→ Set problem: Take the line that has "Confirm every instance of the child's arm" in it and every line after it to the end of the entries, and reproduce them exactly.

++++++++

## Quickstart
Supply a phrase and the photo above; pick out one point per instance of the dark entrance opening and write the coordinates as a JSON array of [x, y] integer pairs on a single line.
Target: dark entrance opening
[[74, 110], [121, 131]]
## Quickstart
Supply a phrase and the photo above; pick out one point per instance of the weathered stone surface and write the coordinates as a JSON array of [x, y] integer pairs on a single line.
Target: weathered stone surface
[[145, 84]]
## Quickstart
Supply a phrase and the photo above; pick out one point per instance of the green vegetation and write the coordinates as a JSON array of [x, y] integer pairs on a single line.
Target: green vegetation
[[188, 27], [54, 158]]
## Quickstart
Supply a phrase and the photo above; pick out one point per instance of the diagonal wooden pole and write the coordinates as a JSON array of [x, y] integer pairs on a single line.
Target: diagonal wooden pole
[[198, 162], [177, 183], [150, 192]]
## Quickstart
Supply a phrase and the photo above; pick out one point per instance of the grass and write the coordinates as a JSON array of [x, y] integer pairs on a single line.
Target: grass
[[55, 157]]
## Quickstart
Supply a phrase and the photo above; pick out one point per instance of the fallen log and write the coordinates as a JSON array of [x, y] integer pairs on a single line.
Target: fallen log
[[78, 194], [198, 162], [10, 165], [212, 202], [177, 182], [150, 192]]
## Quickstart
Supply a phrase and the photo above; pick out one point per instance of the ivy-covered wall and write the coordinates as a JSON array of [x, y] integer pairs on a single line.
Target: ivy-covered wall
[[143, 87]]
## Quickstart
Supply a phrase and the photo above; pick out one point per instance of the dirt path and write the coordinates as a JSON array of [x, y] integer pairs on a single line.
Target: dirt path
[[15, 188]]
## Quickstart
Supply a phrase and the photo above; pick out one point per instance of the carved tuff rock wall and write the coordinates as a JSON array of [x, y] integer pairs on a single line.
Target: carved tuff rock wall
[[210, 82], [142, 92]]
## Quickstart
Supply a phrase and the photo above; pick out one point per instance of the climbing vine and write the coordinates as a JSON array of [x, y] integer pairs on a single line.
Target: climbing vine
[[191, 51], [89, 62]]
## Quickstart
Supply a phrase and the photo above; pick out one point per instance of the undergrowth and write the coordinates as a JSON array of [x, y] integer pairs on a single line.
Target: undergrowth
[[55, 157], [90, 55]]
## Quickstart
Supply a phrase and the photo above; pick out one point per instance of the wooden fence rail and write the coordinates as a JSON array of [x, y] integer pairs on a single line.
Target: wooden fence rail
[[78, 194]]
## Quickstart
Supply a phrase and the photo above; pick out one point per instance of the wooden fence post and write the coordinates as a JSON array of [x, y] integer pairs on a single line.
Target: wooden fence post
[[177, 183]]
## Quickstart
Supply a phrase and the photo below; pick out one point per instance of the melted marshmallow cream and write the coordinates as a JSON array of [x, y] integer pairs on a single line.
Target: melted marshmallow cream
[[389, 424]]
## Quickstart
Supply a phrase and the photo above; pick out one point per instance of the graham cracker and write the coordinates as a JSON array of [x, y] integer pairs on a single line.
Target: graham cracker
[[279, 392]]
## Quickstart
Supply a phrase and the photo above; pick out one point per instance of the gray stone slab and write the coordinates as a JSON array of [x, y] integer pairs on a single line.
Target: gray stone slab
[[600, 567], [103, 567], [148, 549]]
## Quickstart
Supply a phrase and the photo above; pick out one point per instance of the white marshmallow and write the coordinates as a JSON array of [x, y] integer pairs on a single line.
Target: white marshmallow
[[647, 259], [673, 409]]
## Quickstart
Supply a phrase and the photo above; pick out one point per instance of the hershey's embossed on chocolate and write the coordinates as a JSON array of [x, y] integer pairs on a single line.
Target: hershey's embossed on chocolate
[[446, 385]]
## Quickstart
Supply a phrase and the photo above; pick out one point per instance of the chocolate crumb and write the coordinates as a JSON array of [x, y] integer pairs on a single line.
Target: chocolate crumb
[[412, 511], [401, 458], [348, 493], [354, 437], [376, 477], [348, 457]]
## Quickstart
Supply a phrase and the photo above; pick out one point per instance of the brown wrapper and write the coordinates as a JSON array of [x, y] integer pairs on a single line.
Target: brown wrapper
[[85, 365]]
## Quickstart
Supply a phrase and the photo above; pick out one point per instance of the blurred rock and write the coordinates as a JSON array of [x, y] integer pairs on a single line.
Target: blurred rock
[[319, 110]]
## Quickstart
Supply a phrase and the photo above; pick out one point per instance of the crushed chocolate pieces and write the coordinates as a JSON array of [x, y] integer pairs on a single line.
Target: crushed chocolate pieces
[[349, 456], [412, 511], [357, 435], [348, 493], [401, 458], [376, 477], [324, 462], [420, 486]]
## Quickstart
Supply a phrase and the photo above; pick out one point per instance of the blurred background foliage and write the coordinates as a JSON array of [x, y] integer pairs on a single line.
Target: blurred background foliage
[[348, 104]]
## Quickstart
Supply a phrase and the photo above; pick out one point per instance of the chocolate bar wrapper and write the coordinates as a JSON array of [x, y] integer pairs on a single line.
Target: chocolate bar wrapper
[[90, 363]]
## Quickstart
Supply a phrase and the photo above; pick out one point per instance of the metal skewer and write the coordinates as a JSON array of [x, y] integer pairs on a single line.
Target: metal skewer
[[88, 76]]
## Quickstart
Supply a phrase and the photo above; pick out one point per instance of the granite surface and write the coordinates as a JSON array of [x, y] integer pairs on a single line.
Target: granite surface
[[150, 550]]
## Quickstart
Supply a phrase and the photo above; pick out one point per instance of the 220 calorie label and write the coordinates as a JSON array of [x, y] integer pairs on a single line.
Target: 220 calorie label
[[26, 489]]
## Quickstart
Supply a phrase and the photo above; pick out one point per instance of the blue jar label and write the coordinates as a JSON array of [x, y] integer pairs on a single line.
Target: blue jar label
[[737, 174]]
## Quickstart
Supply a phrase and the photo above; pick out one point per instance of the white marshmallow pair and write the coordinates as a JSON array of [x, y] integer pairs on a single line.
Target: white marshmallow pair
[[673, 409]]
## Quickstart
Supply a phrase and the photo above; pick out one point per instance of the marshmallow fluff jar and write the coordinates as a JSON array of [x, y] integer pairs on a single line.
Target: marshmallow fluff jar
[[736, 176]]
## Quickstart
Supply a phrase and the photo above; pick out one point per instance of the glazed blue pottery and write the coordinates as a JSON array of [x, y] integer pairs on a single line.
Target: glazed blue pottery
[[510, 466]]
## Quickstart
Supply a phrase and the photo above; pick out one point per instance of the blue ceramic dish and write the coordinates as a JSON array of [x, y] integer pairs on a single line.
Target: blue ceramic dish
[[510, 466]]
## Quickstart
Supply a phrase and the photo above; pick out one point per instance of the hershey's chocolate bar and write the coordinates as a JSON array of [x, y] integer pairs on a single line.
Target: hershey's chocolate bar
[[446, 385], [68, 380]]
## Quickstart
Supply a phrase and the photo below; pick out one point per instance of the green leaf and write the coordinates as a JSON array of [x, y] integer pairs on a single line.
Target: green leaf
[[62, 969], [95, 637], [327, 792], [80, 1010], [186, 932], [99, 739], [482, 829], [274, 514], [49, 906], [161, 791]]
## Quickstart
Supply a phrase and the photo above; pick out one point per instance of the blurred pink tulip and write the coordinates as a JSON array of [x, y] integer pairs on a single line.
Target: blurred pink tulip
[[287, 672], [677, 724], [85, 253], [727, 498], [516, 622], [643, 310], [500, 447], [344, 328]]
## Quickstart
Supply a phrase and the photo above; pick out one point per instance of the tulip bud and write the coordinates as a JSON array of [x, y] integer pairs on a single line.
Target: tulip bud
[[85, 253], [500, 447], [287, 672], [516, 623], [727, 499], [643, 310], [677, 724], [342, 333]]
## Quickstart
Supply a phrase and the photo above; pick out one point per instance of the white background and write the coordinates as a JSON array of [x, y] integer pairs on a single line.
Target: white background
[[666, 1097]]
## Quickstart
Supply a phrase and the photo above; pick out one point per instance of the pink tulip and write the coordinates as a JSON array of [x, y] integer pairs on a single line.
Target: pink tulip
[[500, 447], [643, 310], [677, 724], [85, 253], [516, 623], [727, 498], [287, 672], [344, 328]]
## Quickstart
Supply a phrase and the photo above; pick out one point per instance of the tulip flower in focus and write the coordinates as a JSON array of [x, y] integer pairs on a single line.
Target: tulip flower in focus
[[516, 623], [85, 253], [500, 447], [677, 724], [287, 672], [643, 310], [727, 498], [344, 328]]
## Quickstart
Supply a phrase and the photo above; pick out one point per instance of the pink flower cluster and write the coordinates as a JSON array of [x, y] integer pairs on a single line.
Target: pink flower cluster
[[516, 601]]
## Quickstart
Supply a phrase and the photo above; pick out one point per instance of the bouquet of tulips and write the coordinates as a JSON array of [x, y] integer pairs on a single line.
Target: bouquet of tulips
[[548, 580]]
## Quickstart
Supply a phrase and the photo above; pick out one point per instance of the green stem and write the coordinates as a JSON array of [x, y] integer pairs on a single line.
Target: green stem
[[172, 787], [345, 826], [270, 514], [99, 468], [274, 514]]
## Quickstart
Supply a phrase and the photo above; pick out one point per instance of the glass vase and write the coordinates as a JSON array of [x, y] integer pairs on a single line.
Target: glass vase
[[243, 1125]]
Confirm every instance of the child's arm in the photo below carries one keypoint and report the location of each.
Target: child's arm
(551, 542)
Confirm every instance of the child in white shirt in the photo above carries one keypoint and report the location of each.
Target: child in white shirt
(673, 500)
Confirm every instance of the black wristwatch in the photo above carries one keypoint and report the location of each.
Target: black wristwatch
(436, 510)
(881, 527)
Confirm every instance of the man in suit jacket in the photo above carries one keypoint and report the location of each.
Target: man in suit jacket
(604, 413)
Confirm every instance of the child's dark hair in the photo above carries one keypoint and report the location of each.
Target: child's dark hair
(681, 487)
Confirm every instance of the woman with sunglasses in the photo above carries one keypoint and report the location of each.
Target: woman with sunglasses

++++++++

→ Answer below:
Confirm every instance of the child's arm in the photo below carries one keypoint and report the location of each.
Target: child's arm
(551, 542)
Confirm every instance of the child in white shirt in the photo above carries one keypoint and report the location of each.
Target: child in white shirt
(673, 500)
Confirm every instance of the black wristwatch in the photo above carries one keypoint and report the location of each.
Target: black wristwatch
(436, 510)
(881, 527)
Confirm every instance of the man in suit jacket in the photo above carries one keypoint and report the location of each.
Target: man in suit jacket
(604, 413)
Confirm every instance of the child's dark hair in the photo above carries one keypoint and report the location of each.
Target: child's dark hair
(681, 487)
Confirm every instance of the woman with sunglasses in the photo above carries one keypoint and report the location of each.
Target: woman with sunglasses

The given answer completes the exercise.